* **BRIEF**:
No pictures go into the copy. Write out every line below exactly.

-------- DATASET ENTRIES --------

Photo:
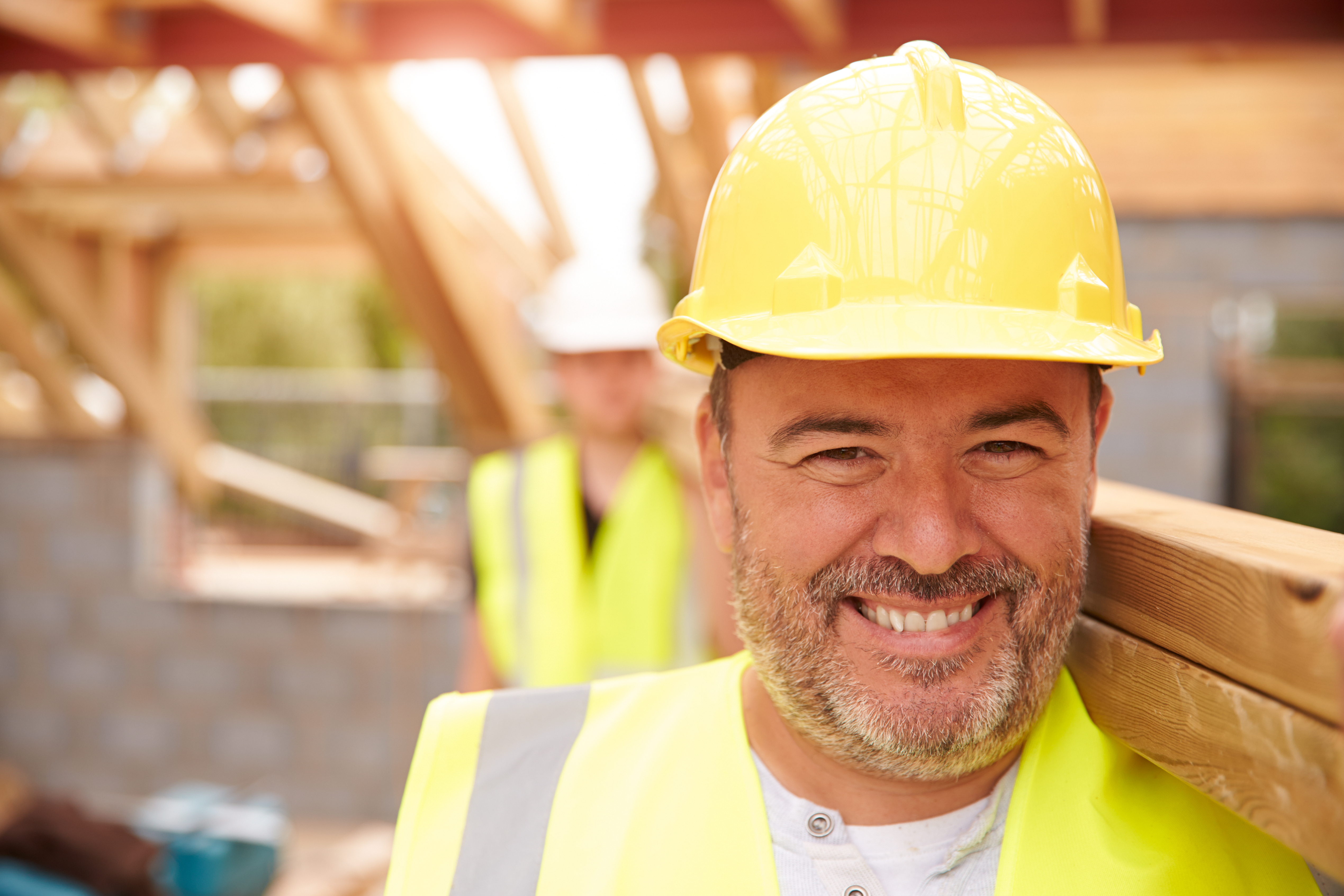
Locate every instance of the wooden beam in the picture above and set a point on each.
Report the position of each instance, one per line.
(569, 23)
(50, 271)
(124, 289)
(70, 420)
(232, 119)
(820, 22)
(455, 195)
(683, 174)
(502, 76)
(249, 206)
(423, 258)
(709, 112)
(1280, 769)
(1245, 596)
(87, 29)
(290, 488)
(1088, 21)
(1186, 132)
(316, 25)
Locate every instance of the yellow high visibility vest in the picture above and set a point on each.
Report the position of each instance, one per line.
(646, 786)
(553, 614)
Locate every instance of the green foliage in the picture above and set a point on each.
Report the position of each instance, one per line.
(297, 323)
(1310, 338)
(1300, 471)
(1300, 454)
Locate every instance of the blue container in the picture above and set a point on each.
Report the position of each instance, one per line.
(214, 844)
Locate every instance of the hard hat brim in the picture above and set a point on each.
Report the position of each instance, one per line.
(883, 331)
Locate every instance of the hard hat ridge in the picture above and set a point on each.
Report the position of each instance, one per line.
(910, 206)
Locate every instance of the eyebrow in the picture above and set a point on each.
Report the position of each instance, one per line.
(790, 433)
(1029, 413)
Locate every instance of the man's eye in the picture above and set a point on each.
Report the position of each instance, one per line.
(842, 454)
(1002, 448)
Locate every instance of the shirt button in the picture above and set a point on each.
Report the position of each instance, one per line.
(820, 825)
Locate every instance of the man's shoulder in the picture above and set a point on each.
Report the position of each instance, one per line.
(1090, 808)
(689, 687)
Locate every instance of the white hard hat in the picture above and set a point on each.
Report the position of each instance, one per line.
(600, 305)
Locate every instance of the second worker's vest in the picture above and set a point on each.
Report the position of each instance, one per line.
(553, 612)
(646, 786)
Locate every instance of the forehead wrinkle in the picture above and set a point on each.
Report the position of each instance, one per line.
(1025, 413)
(841, 424)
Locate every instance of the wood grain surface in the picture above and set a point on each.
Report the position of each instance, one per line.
(1242, 594)
(1280, 769)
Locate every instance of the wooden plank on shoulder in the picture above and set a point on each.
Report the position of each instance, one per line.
(1277, 768)
(1245, 596)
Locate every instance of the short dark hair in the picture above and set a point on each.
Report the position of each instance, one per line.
(733, 357)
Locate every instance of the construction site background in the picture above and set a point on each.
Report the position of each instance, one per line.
(248, 353)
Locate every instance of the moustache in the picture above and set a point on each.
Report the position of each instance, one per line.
(894, 577)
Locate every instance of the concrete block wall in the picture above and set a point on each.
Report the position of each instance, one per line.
(112, 686)
(1170, 428)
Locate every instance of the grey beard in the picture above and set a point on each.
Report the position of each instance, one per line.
(940, 733)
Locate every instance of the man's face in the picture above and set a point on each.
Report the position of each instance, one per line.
(870, 506)
(605, 391)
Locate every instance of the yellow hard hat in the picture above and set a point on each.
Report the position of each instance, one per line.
(910, 206)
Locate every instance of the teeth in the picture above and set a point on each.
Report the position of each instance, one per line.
(936, 621)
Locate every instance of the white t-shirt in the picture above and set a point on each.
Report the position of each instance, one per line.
(818, 855)
(904, 856)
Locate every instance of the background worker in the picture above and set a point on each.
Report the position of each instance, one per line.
(906, 291)
(585, 543)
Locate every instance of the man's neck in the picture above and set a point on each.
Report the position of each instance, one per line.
(861, 799)
(604, 459)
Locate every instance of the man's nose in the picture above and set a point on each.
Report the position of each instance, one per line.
(927, 520)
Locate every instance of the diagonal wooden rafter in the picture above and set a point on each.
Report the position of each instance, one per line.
(820, 22)
(568, 23)
(427, 261)
(502, 74)
(1088, 21)
(683, 175)
(316, 25)
(70, 418)
(87, 29)
(50, 271)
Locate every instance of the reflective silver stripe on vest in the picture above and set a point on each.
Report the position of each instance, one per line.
(521, 574)
(526, 741)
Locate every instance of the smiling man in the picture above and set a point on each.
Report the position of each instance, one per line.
(906, 291)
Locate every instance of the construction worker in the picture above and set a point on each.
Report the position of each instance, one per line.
(906, 291)
(583, 542)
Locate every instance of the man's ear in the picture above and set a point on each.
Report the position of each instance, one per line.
(714, 476)
(1101, 420)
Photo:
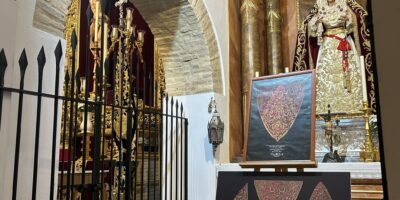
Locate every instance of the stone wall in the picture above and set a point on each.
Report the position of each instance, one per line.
(182, 30)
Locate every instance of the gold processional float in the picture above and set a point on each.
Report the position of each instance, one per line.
(121, 35)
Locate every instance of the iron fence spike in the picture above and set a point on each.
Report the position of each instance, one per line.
(106, 66)
(103, 5)
(67, 78)
(78, 81)
(23, 62)
(89, 14)
(3, 60)
(58, 53)
(74, 40)
(41, 59)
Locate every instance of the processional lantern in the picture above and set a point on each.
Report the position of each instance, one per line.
(215, 126)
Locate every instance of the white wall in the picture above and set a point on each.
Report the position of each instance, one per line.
(202, 169)
(8, 19)
(218, 13)
(202, 164)
(18, 15)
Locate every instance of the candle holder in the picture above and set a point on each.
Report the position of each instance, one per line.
(367, 154)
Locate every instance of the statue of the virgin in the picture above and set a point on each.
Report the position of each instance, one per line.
(332, 40)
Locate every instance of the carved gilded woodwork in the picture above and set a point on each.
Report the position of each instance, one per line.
(274, 37)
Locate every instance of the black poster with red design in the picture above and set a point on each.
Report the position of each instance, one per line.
(292, 186)
(281, 118)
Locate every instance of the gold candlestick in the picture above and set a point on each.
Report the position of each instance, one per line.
(367, 155)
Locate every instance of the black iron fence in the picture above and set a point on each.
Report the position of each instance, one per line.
(108, 150)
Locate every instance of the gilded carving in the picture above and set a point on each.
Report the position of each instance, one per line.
(274, 19)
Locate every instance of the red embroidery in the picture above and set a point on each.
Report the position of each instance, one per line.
(277, 190)
(344, 46)
(243, 194)
(279, 108)
(320, 193)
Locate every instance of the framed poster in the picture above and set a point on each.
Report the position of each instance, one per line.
(288, 186)
(280, 124)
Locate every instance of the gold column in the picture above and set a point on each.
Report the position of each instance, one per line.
(274, 39)
(250, 45)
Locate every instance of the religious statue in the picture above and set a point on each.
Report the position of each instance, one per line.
(332, 39)
(95, 31)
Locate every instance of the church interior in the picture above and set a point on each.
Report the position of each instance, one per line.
(198, 99)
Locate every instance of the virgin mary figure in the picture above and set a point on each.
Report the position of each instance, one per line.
(332, 39)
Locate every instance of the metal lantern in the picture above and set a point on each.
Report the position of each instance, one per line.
(215, 127)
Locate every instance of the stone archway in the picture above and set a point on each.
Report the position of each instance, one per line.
(183, 33)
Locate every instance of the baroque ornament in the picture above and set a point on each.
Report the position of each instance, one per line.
(279, 108)
(277, 190)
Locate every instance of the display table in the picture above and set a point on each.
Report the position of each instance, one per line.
(366, 178)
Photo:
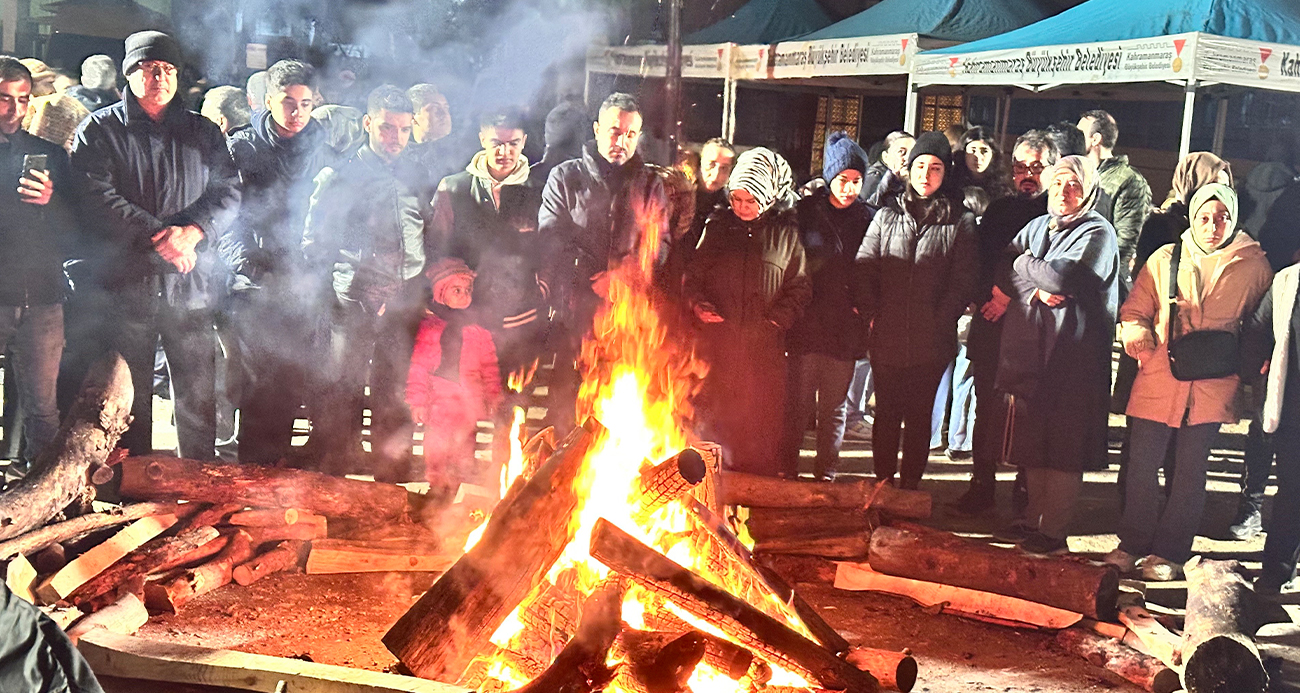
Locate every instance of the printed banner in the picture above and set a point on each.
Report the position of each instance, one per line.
(1139, 60)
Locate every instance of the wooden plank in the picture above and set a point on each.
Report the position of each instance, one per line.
(341, 555)
(112, 654)
(859, 576)
(92, 562)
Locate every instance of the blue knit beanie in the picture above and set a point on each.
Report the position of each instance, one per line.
(841, 154)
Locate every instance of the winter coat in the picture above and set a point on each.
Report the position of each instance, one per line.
(498, 242)
(34, 239)
(1229, 293)
(277, 177)
(831, 238)
(593, 216)
(1130, 203)
(477, 390)
(135, 177)
(753, 273)
(917, 278)
(365, 224)
(1056, 362)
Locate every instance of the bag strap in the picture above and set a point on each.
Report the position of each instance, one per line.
(1173, 290)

--------

* **SOLVED EXERCISE**:
Photo:
Locate every instance of the wooden beam in the picture above and set a point on each.
Report the position of each instance, one per line.
(569, 23)
(50, 271)
(124, 289)
(70, 420)
(232, 119)
(820, 22)
(455, 195)
(683, 174)
(502, 76)
(249, 206)
(423, 258)
(709, 112)
(1280, 769)
(1245, 596)
(87, 29)
(290, 488)
(1088, 21)
(1186, 132)
(316, 25)
Locate every instance of the yellow high visibility vest in the picture above and set a point on each.
Report the position of each instance, one per line.
(646, 786)
(553, 614)
Locate every instance of the green foliage in the picture above and set a point on each.
Report the position of each instance, one per line.
(297, 323)
(1310, 338)
(1300, 471)
(1300, 454)
Locate every instance of the blue container in the picture above and set a point on each.
Report the position of each instance, one per line.
(214, 844)
Locate every instance of the hard hat brim in the picture above and set a point on each.
Report the position of each instance, one per line.
(883, 331)
Locate every instance of the hard hat ridge in the picture above and set a point on each.
Report the position of each instance, one per line.
(910, 206)
Locate every instance of the eyebrow in the picture above and set a point on each.
Report the position of each instance, one per line.
(790, 433)
(1029, 413)
Locate every instance of the man's eye in the picture above and set a point on each.
Report the position of each instance, one per line.
(842, 454)
(1002, 448)
Locate every instance of the shirt button in the picture above and set a point on each.
Report the position of each instance, one per line.
(820, 825)
Locate every instance of the man's shoulder in the picture above and set a point on each.
Report the position of each instance, one per line.
(1090, 808)
(689, 687)
Locate every instance of the white hard hat in the picture above and set a point on each.
Report the position of each instance, one per line.
(600, 305)
Locate every instance of the second worker's vest in the picture above and set a point on each.
Report the position of each instance, one per line.
(553, 612)
(646, 786)
Locate every instance of the forehead wrinkle in the picture above and set a point on each.
Report the position of each instance, one per line.
(1025, 413)
(841, 424)
Locate every instance of the wood grain surface in the picture above and set a point on each.
Report the position of each instance, one per line.
(1242, 594)
(1280, 769)
Locate every instance of the wooden plank on shoulder in the picture above and set a point on each.
Report the position of each instance, one per line.
(1277, 768)
(1245, 596)
Locate every instance of the short dark hair in the picture above and set a point on each.
Report the position of each instance, one per line.
(733, 357)
Locate every instance of the construction site background in the picture above and set a point on each.
Report the position of each instance, one per line.
(248, 353)
Locate every instance of the moustache in the picture above and set a point on each.
Report the position of each instance, one per line.
(894, 577)
Locate every instance of the concrete block wall in the picture above and set a point on each.
Report the position of each instance, one per line.
(112, 686)
(1170, 428)
Locate every instance of the grey beard in the picture above and set a point on each.
Report the position of each instance, one per line.
(940, 733)
Locate every instance of the man's face in the picture above and set a point on each.
Report the position of each instance, one per line.
(870, 506)
(605, 391)
Locate every instance of the yellow hard hat in the picture above and set a point on each.
Report the position of each instance, one per line.
(910, 206)
Locate every instance of the teeth in the picture above and set a point on each.
Report the position of each instance, one per line.
(936, 621)
Locate every instance of the white t-shirt in the picture above and set a point on each.
Report the position of each instance, one per line.
(818, 855)
(904, 856)
Locate every instance of the background worker in the picture above and set a point on each.
Report the position of each instance, one per line.
(906, 291)
(585, 543)
Locate every instance of the man's neck in the picture above and set a point on each.
Report the position of each instance, one per line.
(861, 799)
(604, 459)
Locate every instance of the man's nose in the picture above and set a point on each.
Report the position of each instance, one per line.
(927, 520)
Locate every instance of the diagonal wooden rafter in the picture above and set a point on each.
Report the position of each instance, one per line.
(820, 22)
(568, 23)
(427, 261)
(502, 74)
(1088, 21)
(683, 175)
(316, 25)
(70, 418)
(87, 29)
(50, 271)
Locate every instance of the reflective silver stripe on vest in the picture above and set a point on each.
Report the position of each instance, one per line.
(521, 574)
(526, 741)
Locate every instance of the smiling man in the picture above and set a point on each.
Report the position of each instance, one per line.
(906, 291)
Locate every instance of the construction worker in the picture above and set a point on each.
Report the position of each instance, one per line.
(906, 291)
(583, 542)
Locate every instance of the man's ear in the picture above and set a point on each.
Report the position of each instance, one per line.
(714, 476)
(1101, 420)
Photo:
Locate every instance of the stone wall in the picture above and set a point on each.
Report the position of each instance, one per line.
(182, 30)
Locate every instance of the gold processional float in the picture above and set a point on each.
Report the position of each instance, one per line.
(121, 35)
Locate every instance of the iron fence spike in the picture above and set a point on each.
Report the position of each instance, one per line.
(106, 66)
(103, 5)
(67, 78)
(78, 81)
(23, 62)
(89, 14)
(3, 60)
(58, 53)
(74, 40)
(41, 59)
Locate every instance of the processional lantern in the picture above and set a point on each.
Report the position of each instance, one per line.
(215, 126)
Locate every instance of the white wall in the picture above and set a point on each.
Report the position of each instance, one per line.
(202, 169)
(8, 19)
(218, 13)
(202, 164)
(18, 15)
Locate every instance of the candle holder in the picture above and set a point on each.
Report the position of each instance, one per line.
(367, 154)
Locate every instance of the statue of the virgin in the picture above and set a point on each.
Report the position of each instance, one per line.
(332, 40)
Locate every instance of the carved gilded woodwork in the picture above and set a point on each.
Report the position of each instance, one per line.
(274, 37)
Locate every instance of the black poster with red design in the picture above and set a point on each.
Report the position of each instance, one per line.
(292, 186)
(281, 118)
Locate every instance of the gold candlestick in the picture above and set a point on each.
Report the position of each instance, one per line.
(367, 155)
Locate every instance of the black iron fence in the picture above and set a point on each.
Report the position of each instance, one per line.
(108, 150)
Locate every instance of the gilded carving in the picture above and set a point on each.
Report the position of each instance, one per line.
(274, 19)
Locate every instance of the red embroidery in the picture above and set a point on each.
Report the position of each instance, one per line.
(277, 190)
(344, 46)
(243, 194)
(279, 108)
(320, 193)
Locate every instance of the framed poster in the picture above and set a point on each.
Report the position of each instance, one per line.
(288, 186)
(280, 124)
Locate every instance of the gold column in the picture above and set a point on each.
Report the position of each instance, one per line.
(274, 39)
(250, 45)
Locate every instance of the religious statue in the picture above and set a point on each.
Report the position of each instance, one per line.
(332, 39)
(95, 31)
Locate every instance of the church interior in the picture above and set a point on each.
Report the position of each instance, one per line.
(198, 99)
Locate every instance of the virgin mary figure in the picture above and set a point on each.
Report the position of each instance, one per line.
(332, 39)
Locate every instance of the metal lantern in the picture above and set a point on each.
Report the position of each instance, one per line.
(215, 127)
Locate every instance of the stone archway in the picture above and set a point on each.
Report the position of each instance, one per line.
(183, 33)
Locate every instance of the baroque ornament in the picture above and set a point on each.
Report the position of each instance, one per line.
(279, 108)
(277, 190)
Locate every instance of the display table in the picture above and set a point on each.
Report the position of each instance, one per line.
(366, 178)
Photo:
Locate every instance of the printed banner in the picture above and set a point on each.
Report the position of each instance, one per line.
(1139, 60)
Locate every instance of the wooden plank in the picture above and set a point on each.
Report the position of each instance, one per line.
(341, 555)
(112, 654)
(859, 576)
(92, 562)
Locate every instance of the blue knit beanie in the picture above and set a point on each.
Report the position of each instance, one per line.
(841, 154)
Locate every instance of the winter coat in the picture above and set a point on each.
Report the position of each instance, one per line.
(498, 242)
(34, 239)
(1229, 293)
(277, 177)
(831, 238)
(593, 216)
(1130, 203)
(477, 390)
(135, 177)
(753, 273)
(917, 278)
(365, 224)
(1056, 362)
Locate every instance of the bag strap in the picture above and set a point on each.
Report the position of each instance, one per line.
(1173, 290)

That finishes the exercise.